─── GIVEN RECORDS
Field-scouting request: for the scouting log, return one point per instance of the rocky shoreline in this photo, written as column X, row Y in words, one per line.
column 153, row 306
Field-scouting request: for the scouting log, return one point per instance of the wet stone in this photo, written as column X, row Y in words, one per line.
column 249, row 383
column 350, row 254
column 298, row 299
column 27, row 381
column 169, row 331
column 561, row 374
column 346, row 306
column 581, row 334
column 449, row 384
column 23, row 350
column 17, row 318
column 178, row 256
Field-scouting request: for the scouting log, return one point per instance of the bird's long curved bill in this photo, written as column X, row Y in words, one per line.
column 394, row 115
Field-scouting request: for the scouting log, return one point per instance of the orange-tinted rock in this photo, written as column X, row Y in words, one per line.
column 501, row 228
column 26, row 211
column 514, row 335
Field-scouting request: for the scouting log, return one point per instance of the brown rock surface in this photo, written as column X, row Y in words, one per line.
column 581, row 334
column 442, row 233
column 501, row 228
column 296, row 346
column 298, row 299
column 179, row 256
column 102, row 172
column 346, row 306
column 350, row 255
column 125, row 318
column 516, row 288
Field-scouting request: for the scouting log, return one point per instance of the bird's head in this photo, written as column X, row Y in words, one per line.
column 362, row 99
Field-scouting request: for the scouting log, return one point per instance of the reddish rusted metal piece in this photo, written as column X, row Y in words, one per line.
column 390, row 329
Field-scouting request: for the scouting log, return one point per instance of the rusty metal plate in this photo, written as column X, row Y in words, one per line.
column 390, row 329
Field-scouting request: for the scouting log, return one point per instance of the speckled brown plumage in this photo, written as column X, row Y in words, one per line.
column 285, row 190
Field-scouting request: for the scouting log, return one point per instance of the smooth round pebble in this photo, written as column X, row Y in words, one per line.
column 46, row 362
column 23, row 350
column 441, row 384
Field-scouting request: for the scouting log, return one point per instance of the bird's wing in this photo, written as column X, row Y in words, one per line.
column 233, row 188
──────
**EXERCISE PROMPT**
Please be sure to repeat every entry exactly.

**SOLUTION**
Field-scouting request: for the scouting log, return one point per instance of the rocky shoreline in this photo, written as column X, row Y in words, one per line.
column 153, row 306
Field-scouting request: for the scouting log, return one point per instance of the wet stone in this photo, written as column X, row Y in words, one per line.
column 249, row 383
column 350, row 254
column 298, row 299
column 27, row 381
column 169, row 331
column 561, row 374
column 346, row 306
column 581, row 334
column 449, row 384
column 23, row 350
column 17, row 318
column 178, row 256
Field-scouting request: for the scouting log, return one point per instance of the bird's long curved bill in this photo, written as column X, row Y in words, one per line.
column 394, row 115
Field-scouting request: for the scouting log, return one point per instance of the orange-tinted rock in this photo, written as column X, row Y in words, one per line.
column 501, row 228
column 26, row 211
column 514, row 335
Field-scouting request: for the scouting log, return one point per instance of the brown rock surface in this photo, written as column X, row Y in words, one per line.
column 581, row 334
column 442, row 233
column 501, row 228
column 296, row 346
column 298, row 299
column 179, row 256
column 102, row 172
column 346, row 306
column 350, row 255
column 125, row 318
column 516, row 288
Field-scouting request: for the scouting log, return one point per instance of the bird's head in this photo, written as column X, row Y in words, one per line.
column 362, row 99
Field-scouting request: for the scouting log, return one point per instance of the reddish rusted metal piece in this photo, written as column X, row Y in words, one per line.
column 390, row 329
Field-scouting request: for the scouting log, return one point per instance of the rusty metal plate in this photo, written as column X, row Y in words, one per line.
column 390, row 329
Field-scouting request: for the scouting log, return one point per instance of the speckled brown plumage in this photo, written as column X, row Y in words, one per line.
column 285, row 190
Field-scouting request: for the scouting log, return one point per instance of the smooth round pebble in this photo, written as column X, row Y in words, one per line.
column 46, row 362
column 23, row 350
column 441, row 384
Field-scouting request: for the scouting log, return one point per instance of the bird's wing in this photo, written as column X, row Y in words, one per line.
column 233, row 188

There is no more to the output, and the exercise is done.